Rewrite the lines from the one with "Target: dark trousers" up to and including the one with "224,64 -> 450,299", requests and all, and shift each bounding box coordinate in the answers by adding 77 to it.

• _Excerpts of labeled region data_
=======
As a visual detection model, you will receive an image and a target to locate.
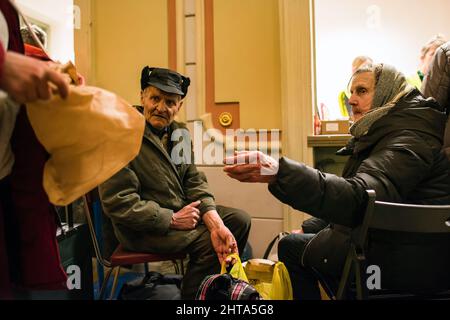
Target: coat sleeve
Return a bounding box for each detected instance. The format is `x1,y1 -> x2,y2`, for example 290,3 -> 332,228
422,45 -> 450,108
99,167 -> 173,235
183,164 -> 216,214
302,217 -> 329,234
269,133 -> 434,227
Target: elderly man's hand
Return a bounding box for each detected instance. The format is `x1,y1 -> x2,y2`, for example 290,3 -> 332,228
223,151 -> 279,183
170,201 -> 201,231
0,52 -> 69,103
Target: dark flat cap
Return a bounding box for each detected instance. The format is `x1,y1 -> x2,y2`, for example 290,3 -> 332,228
141,66 -> 191,98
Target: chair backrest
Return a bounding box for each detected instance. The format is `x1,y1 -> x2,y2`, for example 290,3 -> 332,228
337,190 -> 450,299
355,190 -> 450,248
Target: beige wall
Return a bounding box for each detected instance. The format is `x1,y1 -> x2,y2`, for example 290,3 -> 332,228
92,0 -> 168,104
214,0 -> 281,129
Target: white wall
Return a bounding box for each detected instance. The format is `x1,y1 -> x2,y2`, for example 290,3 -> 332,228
315,0 -> 450,118
16,0 -> 74,63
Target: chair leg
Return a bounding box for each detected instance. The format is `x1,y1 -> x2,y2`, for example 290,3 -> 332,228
109,266 -> 120,300
172,260 -> 180,274
180,259 -> 185,276
98,267 -> 114,300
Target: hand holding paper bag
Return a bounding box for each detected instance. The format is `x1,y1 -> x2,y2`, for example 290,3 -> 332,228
27,86 -> 145,206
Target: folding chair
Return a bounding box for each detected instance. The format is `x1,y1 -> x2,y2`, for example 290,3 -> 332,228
83,192 -> 186,300
336,190 -> 450,300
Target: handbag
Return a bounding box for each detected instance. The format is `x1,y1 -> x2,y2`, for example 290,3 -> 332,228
244,259 -> 293,300
196,254 -> 262,300
263,232 -> 290,261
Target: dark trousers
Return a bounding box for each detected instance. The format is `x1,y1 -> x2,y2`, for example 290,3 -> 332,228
278,234 -> 339,300
181,206 -> 251,300
0,178 -> 12,300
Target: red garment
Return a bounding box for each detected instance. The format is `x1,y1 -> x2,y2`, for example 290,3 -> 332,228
0,0 -> 66,298
25,43 -> 51,61
0,41 -> 5,79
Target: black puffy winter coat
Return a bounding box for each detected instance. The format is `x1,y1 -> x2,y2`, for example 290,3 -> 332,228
269,90 -> 450,290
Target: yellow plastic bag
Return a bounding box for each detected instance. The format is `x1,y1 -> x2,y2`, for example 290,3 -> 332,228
244,259 -> 293,300
27,86 -> 145,206
220,253 -> 248,282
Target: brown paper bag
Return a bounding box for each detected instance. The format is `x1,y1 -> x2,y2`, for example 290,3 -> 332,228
27,86 -> 145,206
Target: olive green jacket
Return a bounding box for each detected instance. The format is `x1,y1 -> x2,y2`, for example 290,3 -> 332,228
99,116 -> 216,253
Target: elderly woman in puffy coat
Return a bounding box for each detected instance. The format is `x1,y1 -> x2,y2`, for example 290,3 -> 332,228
422,42 -> 450,160
224,64 -> 450,299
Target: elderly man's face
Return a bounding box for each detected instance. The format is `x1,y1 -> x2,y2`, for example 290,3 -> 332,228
141,86 -> 183,130
420,47 -> 439,75
349,72 -> 375,122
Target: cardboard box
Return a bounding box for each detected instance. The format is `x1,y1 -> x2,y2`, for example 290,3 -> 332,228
321,120 -> 350,135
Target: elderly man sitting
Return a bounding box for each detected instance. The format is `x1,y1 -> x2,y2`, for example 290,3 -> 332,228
99,67 -> 250,299
225,64 -> 450,299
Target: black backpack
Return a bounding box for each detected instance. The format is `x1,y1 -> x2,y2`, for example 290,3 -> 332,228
118,271 -> 183,300
196,273 -> 262,300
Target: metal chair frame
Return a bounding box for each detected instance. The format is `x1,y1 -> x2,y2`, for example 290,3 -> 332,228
83,196 -> 185,300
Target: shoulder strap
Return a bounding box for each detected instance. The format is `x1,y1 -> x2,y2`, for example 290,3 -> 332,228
263,232 -> 290,259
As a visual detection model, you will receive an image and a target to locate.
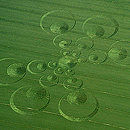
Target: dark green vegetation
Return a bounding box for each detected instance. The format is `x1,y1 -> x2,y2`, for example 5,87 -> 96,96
0,0 -> 130,130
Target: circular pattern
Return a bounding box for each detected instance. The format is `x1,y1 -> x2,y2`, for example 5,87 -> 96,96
39,74 -> 59,87
58,90 -> 99,122
27,60 -> 47,74
63,77 -> 83,90
67,91 -> 87,105
75,37 -> 94,50
54,67 -> 64,74
108,41 -> 130,65
0,58 -> 26,86
48,61 -> 58,69
40,10 -> 76,34
88,50 -> 107,63
60,48 -> 70,56
53,34 -> 72,48
78,56 -> 87,63
65,69 -> 75,76
58,56 -> 77,69
71,49 -> 81,57
82,15 -> 119,38
10,85 -> 50,115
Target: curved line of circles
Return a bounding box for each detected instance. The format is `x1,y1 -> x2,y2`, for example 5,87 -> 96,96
10,87 -> 51,115
58,92 -> 99,122
40,10 -> 76,33
82,15 -> 119,38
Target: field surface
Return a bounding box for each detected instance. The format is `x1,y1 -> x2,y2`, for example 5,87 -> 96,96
0,0 -> 130,130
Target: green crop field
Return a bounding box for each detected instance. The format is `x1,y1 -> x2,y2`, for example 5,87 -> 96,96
0,0 -> 130,130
=======
• _Correct answer_
Target: dark trousers
Return a bounding box for each detected instance. The format is `x1,y1 -> x2,y2`, for example 290,3 -> 332,228
355,311 -> 416,377
258,283 -> 328,377
77,255 -> 89,377
Target: red garment
Return a bounding box for each detected instance. The format is `x1,y1 -> x2,y2`, for example 290,3 -> 332,228
77,77 -> 143,375
102,120 -> 128,138
77,118 -> 82,156
Target: black puffy winter coat
Return a bounding box for each detected instance. The format is `x1,y1 -> x2,y2`, for example 290,3 -> 332,228
346,167 -> 527,367
Target: yellow plastic bag
Return a bounding box for each detected instance. The format is `x1,y1 -> x2,y2`, for example 290,3 -> 332,228
321,336 -> 370,377
104,163 -> 222,283
297,330 -> 325,359
Target: brown paper bag
Return a bounding box for each detected instance. The format is `x1,y1 -> x2,y2`, for example 290,3 -> 332,228
104,163 -> 222,283
Target: olive green jacket
Return a bounding box for each detected instance. The format is `x1,y1 -> x2,y2`, for example 290,3 -> 332,228
176,193 -> 293,330
Target: elderly woman in puffy coat
Return a bounding box for each detected instance. The format is `x1,y1 -> x2,y2`, for example 290,3 -> 332,228
499,119 -> 527,237
301,141 -> 527,376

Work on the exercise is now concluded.